**PROBLEM STATEMENT:**
Continue the forum thread about parents watching their children grow up and leave home, starting after its final post.

**EXTRACT TO READ:**
● ● ● ●
Reply XueHaiWuYa 2012-2-12 13:19
Being a mother, I can imagine how hard it is for you to watch your son to spread his wings. In two years, my daughter will go to college. While she will enjoy her freedom, I am afraid that I am going to suffer from Empty Nest Syndrome....
Your son is a bright and determined young man, wiith your support, I am sure he will have a great future!
Sincerely wish your son every success!
Reply rich 2012-2-12 13:49
corapaopao: it seems to me your son prefers steady life and a little bit lack of ambition, but it's quite understandable since he just graduated from college. Per
thank you for your good wishes. it's not easy growing up and equally not easy being a parent nowadays. however, so long as we try to understand and support each other, things will finally work out. perhaps we all have to pay a price before we become mature.
Reply rich 2012-2-12 13:57
XueHaiWuYa: Being a mother, I can imagine how hard it is for you to watch your son to spread his wings. In two years, my daughter will go to college. While she wi
thank you so much for your understanding. we parents can't do things for our kids all the time. as you said, they will have to fly on their own in the sky. the road ahead may not be smooth, but you have to go down the road no matter what.
we did feel something missing, kind of a sense of loss in the house when my son left and lived away on campus. however, we quickly adapted ourselves to the new living mode. hehe.
Reply corapaopao 2012-2-12 14:12
i just posted a reply and it vanished as mist...have to type one more time.
Sure, growing up is difficult but that's life. Life is always in twists and turns. Paying a price or even sacrifice something to the pursuit of one's real dream actully counts nothing from a lifelong perspective. That's why i strongly recommend the young no to settle down soon after their graduation. At least spare some time and pluck up the courage to step out to embrace a bigger world and deal with people from different cultural background. Since we are young, what do we dare to lose? We have a bunch of time and chances to make up for our mistakes. That's my personal opinion though.
Reply rich 2012-2-12 14:44
corapaopao: i just posted a reply and it vanished as mist...have to type one more time.
Sure, growing up is difficult but that's life. Life is always in tw
totally agree! you seem to be one who is able to think wisely and look at things from a different perspective. the stage right after graduation is really of great significance. on the one hand you have just started your own career and kind of freer, being still single. once you're in marriage and have a family, on top of your full time job, you would be tied or confined inside your small comfort zone. so if that period of time is fully taken advantage of, it would be beneficial throughout one's life, esp the latter half. however, it seems, not everyone knows that. many of them get into marriage hurriedly within two or three years.
● ● ● ●
[Excerpts of annotation records]
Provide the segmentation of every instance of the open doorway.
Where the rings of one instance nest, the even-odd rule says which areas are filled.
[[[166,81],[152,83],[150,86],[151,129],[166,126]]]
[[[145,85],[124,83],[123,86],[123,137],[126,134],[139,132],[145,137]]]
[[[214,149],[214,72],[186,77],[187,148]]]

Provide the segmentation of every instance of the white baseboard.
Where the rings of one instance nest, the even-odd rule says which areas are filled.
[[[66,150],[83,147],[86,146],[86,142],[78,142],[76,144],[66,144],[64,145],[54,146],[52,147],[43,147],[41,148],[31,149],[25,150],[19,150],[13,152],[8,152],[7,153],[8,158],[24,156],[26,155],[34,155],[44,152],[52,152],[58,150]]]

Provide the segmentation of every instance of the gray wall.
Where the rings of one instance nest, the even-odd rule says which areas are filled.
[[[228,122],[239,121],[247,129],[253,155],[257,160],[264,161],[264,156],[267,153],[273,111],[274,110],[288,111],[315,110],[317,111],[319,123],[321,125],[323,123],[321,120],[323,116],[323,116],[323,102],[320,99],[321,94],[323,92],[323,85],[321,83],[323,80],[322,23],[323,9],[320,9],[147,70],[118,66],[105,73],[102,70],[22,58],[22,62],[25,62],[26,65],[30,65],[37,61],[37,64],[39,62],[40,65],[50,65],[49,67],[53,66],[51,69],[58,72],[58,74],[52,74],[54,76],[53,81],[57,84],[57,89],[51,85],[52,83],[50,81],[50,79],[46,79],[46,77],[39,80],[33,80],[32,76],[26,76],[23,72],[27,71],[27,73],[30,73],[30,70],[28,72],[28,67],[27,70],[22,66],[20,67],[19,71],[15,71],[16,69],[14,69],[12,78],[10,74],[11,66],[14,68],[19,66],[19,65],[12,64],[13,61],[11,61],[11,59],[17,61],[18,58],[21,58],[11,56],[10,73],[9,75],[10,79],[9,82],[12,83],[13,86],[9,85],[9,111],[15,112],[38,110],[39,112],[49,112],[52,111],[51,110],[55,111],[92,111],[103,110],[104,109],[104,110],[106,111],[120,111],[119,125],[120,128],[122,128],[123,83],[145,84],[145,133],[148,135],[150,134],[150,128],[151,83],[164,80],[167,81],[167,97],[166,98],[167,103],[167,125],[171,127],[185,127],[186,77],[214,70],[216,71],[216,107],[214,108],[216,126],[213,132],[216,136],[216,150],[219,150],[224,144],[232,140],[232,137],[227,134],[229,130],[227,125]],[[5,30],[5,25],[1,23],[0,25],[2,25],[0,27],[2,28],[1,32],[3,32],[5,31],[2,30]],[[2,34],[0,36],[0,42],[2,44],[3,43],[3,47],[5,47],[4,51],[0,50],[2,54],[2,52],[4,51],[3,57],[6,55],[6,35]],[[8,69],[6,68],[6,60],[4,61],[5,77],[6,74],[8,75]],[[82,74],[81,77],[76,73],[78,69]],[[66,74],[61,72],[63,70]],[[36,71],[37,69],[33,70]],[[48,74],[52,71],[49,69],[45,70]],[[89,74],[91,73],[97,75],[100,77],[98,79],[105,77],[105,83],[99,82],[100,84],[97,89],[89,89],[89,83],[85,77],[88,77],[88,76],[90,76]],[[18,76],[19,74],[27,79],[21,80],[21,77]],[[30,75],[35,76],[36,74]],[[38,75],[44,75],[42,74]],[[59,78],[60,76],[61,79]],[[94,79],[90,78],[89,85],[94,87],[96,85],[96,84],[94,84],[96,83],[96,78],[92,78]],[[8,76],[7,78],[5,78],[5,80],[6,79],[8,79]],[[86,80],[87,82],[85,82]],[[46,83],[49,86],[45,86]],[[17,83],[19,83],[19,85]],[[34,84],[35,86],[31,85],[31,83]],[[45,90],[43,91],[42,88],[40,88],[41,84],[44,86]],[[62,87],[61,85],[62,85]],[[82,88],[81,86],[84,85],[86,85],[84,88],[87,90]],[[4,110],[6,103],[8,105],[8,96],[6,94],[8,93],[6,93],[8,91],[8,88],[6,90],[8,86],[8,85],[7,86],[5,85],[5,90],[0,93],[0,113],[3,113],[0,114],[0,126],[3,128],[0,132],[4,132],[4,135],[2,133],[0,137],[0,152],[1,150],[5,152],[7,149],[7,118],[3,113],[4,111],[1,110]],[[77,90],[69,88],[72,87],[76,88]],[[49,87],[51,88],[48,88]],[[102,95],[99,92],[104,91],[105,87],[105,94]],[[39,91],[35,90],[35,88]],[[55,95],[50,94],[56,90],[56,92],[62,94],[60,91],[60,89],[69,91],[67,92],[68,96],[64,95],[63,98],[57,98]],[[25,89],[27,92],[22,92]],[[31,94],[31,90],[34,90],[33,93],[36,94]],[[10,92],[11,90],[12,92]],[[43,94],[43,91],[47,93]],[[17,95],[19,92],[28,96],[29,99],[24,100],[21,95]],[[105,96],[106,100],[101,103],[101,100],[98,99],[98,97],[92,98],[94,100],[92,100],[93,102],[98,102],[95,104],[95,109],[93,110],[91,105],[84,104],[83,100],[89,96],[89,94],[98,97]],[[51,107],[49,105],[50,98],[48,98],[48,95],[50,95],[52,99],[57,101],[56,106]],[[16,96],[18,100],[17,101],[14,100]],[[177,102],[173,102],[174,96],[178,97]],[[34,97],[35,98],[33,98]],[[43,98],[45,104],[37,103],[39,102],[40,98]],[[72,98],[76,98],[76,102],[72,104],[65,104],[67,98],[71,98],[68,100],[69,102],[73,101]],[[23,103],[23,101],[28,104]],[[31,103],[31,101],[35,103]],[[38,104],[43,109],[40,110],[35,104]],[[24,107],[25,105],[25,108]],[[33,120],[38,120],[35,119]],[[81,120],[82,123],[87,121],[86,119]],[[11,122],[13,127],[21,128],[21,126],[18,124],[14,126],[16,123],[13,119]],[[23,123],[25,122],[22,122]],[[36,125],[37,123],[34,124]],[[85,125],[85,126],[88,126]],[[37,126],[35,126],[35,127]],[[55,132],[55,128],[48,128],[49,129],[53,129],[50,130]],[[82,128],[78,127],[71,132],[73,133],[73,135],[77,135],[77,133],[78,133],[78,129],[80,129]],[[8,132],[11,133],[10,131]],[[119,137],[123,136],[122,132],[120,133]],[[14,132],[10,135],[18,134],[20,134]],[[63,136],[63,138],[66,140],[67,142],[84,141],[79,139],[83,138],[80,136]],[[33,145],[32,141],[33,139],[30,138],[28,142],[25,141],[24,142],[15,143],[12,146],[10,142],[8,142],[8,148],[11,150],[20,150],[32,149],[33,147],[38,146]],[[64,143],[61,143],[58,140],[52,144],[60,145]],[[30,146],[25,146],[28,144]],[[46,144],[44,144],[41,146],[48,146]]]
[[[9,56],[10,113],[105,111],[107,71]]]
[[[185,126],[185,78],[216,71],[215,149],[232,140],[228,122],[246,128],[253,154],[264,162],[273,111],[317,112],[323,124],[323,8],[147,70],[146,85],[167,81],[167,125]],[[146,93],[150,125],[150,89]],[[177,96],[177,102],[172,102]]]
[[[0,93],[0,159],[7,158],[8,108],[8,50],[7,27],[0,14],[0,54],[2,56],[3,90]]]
● ● ● ●
**OUTPUT BELOW:**
Reply Soar 2012-2-12 18:43
I like your title "walk ahead courageously as well as cautiously " . Sometimes i am not brave enough to go ahead. I  are afraid of the unknown future. It's really difficult to make a decision when we are standing on  the crossing road.
Reply rich 2012-2-12 19:46
Soar: I like your title "walk ahead courageously as well as cautiously " . Sometimes i am not brave enough to go ahead. I  are afraid of the unkno
yes it could be hard to make a big decision. but we have to sometimes. anyway you're still very young and life has just begun. there's not much to lose even if you made some mistakes or took a detour.
Reply hurrymm 2012-2-12 20:38
I agree with you on the point “your son seems a little bit too prudent” on the ground that he finally chose somewhere less competitive to work. I had always thought that young people aspire for the wonderful world, longing to jumping into the fast-changing society, bravely facing up with various challenges; therefore, big cities or developed areas are supposed to be their first options. And ten years ago we did hold the idea and applied it to reality when we graduated from college.
However, in the recent past I talked with some of my students. A boy who is fairly sociable and academically successful told me that after graduation he would like to go back to work in his hometown which is one of the least-developed areas in Jiangsu province. I admire his passion and devotion for his hometown but he told me that he made this decision because his parents had already arranged a decent job for him in his hometown where less fierce competition and lower living expenses also contribute to his choice. Much to my surprise, half of his peers quite identify with him. What happened to young people today? Many of them just flinch from adventures, challenges and setbacks, preferring a tame easy life which is usually the choice of middle-aged or old people.
Reply JMZ 2012-2-12 21:06
when one are standing on the crossroad, especially a key periods, sometime one must go ahead courageously and cautiously,  it is a better way to call for balance among those factors which should be considerated into. otherwise it is pity for your losing importance one of them. it is better for graduates to have a plan for next several years. and No one can ensure which road can lead you to success. just strive for what you want.
However, as a graduate, i still have no my clear direction in due to many ideas intertwined in my mind, it seems to be hard to choose because of my confused.
Reply rich 2012-2-13 09:10
hurrymm: I agree with you on the point “your son seems a little bit too prudent” on the ground that he finally chose somewhere less competitive to work. I ha
yes i agree with your analysis. society changes and unavoidably people change as well. maybe that's the so-called generation gap. as parents we can only help as much as we can, accepting the reality we're facing. anyway it is their future their career, for which they'll have to take the responsibility themselves. so i just tell him my observations and advice, letting him make the final decision. he has to live his own life sooner or later.
Reply rich 2012-2-13 09:17
JMZ: when one are standing on the crossroad, especially a key periods, sometime one must go ahead courageously and cautiously,  it is a better way to call
yes there's anxiety and worry in the process of growing up. we have to go through things ourseves before we realize what is truly important. so sometimes it is just impossible to reach an agreement due to different life experiences and backgrounds. that's why we have to learn to be tolerant and try to be understanding of others. hehe.
Reply IMNONARCISSUS 2012-2-13 19:44
A good father you are!
Reply rich 2012-2-13 20:30
IMNONARCISSUS: A good father you are!
thank you! it's kind of you to say so. have a good day, my friend.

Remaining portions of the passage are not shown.